=== What is being asked ===
I need all of the entries printed exactly.
»»
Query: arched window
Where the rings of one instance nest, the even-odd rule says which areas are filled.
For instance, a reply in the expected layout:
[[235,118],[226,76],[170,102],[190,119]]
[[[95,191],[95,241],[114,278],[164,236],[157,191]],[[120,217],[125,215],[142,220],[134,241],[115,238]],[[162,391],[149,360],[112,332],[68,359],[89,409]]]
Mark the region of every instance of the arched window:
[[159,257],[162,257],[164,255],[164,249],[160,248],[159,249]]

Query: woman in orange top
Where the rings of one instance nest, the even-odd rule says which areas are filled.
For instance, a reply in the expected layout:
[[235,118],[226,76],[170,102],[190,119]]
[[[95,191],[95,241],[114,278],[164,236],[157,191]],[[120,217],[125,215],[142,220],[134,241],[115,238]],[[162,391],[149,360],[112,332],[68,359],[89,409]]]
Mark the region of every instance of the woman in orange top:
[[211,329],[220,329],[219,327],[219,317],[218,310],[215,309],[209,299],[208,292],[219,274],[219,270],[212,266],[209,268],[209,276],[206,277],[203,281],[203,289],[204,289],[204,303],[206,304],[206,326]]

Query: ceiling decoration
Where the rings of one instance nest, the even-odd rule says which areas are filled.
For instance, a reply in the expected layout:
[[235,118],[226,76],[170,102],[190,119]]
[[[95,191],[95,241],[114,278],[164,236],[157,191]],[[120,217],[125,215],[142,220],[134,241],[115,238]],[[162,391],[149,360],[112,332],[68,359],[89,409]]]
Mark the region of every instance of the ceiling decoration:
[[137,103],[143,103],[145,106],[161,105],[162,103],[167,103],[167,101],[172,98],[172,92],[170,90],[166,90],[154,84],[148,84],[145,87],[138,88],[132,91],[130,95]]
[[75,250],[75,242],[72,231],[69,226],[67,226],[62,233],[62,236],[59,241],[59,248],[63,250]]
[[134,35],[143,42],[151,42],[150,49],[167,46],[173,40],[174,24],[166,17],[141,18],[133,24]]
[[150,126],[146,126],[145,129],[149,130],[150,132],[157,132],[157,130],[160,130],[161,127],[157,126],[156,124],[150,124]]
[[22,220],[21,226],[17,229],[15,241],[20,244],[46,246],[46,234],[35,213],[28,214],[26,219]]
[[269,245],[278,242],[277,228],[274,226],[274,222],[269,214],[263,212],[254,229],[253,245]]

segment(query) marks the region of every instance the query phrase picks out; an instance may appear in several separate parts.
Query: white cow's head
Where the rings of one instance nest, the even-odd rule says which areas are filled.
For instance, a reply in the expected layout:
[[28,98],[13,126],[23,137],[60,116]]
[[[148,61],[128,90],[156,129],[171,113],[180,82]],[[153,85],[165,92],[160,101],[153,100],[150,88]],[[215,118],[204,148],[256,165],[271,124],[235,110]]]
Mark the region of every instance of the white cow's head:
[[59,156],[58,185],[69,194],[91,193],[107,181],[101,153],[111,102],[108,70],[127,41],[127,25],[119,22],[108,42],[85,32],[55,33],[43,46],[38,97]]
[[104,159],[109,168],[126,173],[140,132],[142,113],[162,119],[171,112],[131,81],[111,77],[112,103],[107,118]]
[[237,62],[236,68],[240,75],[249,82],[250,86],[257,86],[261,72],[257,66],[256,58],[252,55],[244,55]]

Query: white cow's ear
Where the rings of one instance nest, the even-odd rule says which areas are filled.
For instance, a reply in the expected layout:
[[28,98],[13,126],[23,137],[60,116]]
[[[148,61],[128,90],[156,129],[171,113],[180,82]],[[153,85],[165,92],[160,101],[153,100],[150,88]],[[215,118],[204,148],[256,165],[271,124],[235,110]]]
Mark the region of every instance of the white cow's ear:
««
=== Task solution ===
Query: arched window
Where the rings of one instance nest, the even-odd rule says which areas are filled.
For instance, a reply in the expected layout:
[[235,118],[226,76],[170,102],[190,119]]
[[[95,191],[95,241],[114,278],[164,236],[157,191]],[[120,217],[125,215],[142,220],[134,241],[115,238]],[[162,391],[149,360],[112,332],[68,359],[89,409]]]
Mark the region of every instance of the arched window:
[[159,257],[162,257],[164,255],[164,249],[160,248],[159,249]]

Query: woman in orange top
Where the rings of one instance nest, the even-odd rule says which areas are filled.
For instance, a reply in the expected layout:
[[235,118],[226,76],[170,102],[190,119]]
[[[95,191],[95,241],[114,278],[164,236],[157,191]],[[120,217],[125,215],[142,220],[134,241],[115,238]],[[162,391],[149,360],[112,332],[68,359],[89,409]]]
Mark the region of every instance of the woman in orange top:
[[211,329],[220,329],[219,327],[219,317],[218,310],[215,309],[209,299],[208,292],[219,274],[219,270],[212,266],[209,268],[209,276],[206,277],[203,281],[203,289],[204,289],[204,303],[206,304],[206,326]]

Query: ceiling decoration
Where the rings of one instance nest, the even-odd rule says which areas are filled.
For instance, a reply in the expected layout:
[[235,118],[226,76],[170,102],[190,119]]
[[[95,191],[95,241],[114,278],[164,236],[157,191]],[[120,217],[125,215],[142,220],[134,241],[115,238]],[[162,391],[149,360],[112,332],[68,359],[89,409]]]
Mark the region of every instance of the ceiling decoration:
[[137,103],[143,103],[145,106],[161,105],[162,103],[167,103],[167,101],[172,98],[172,92],[170,90],[166,90],[154,84],[148,84],[145,87],[138,88],[132,91],[130,95]]
[[75,250],[75,242],[72,231],[69,226],[67,226],[62,233],[62,236],[59,241],[59,248],[63,250]]
[[134,35],[143,42],[151,42],[150,49],[167,46],[173,40],[174,24],[166,17],[141,18],[133,24]]
[[150,126],[146,126],[145,129],[149,130],[150,132],[157,132],[157,130],[160,130],[161,127],[157,126],[156,124],[150,124]]
[[22,220],[21,226],[17,229],[15,241],[20,244],[46,246],[46,234],[35,213],[28,214],[26,219]]
[[269,245],[278,242],[277,228],[274,226],[274,222],[269,214],[263,212],[254,229],[253,245]]

segment(query) marks the region of every instance the query phrase picks out; an instance may appear in several separate parts.
Query: white cow's head
Where the rings of one instance nest, the even-odd rule says which areas are filled.
For instance, a reply in the expected layout:
[[28,98],[13,126],[23,137],[60,116]]
[[[148,61],[128,90],[156,129],[171,113],[180,82]],[[153,85],[165,92],[160,101],[153,100],[150,88]],[[215,118],[204,148],[256,165],[271,124],[235,110]]]
Mark the region of every instance of the white cow's head:
[[59,156],[58,185],[69,194],[91,193],[107,181],[101,153],[111,102],[108,70],[127,41],[127,25],[119,22],[108,42],[85,32],[55,33],[43,46],[38,97]]
[[104,159],[109,168],[126,173],[140,132],[142,113],[162,119],[171,112],[131,81],[111,77],[112,103],[107,118]]
[[237,62],[236,68],[240,75],[249,82],[250,86],[257,86],[261,72],[257,66],[256,58],[252,55],[244,55]]

Query: white cow's ear
Where the rings of one instance nest, the even-odd rule says which areas are filled.
For instance, a reply in the expected layout:
[[28,98],[13,126],[23,137],[60,116]]
[[[148,61],[128,90],[156,129],[171,113],[180,82]],[[153,85],[165,92],[160,101],[153,100],[150,88]],[[215,118],[204,148],[256,165],[271,124],[235,110]]]
Mark the region of every instance of the white cow's ear:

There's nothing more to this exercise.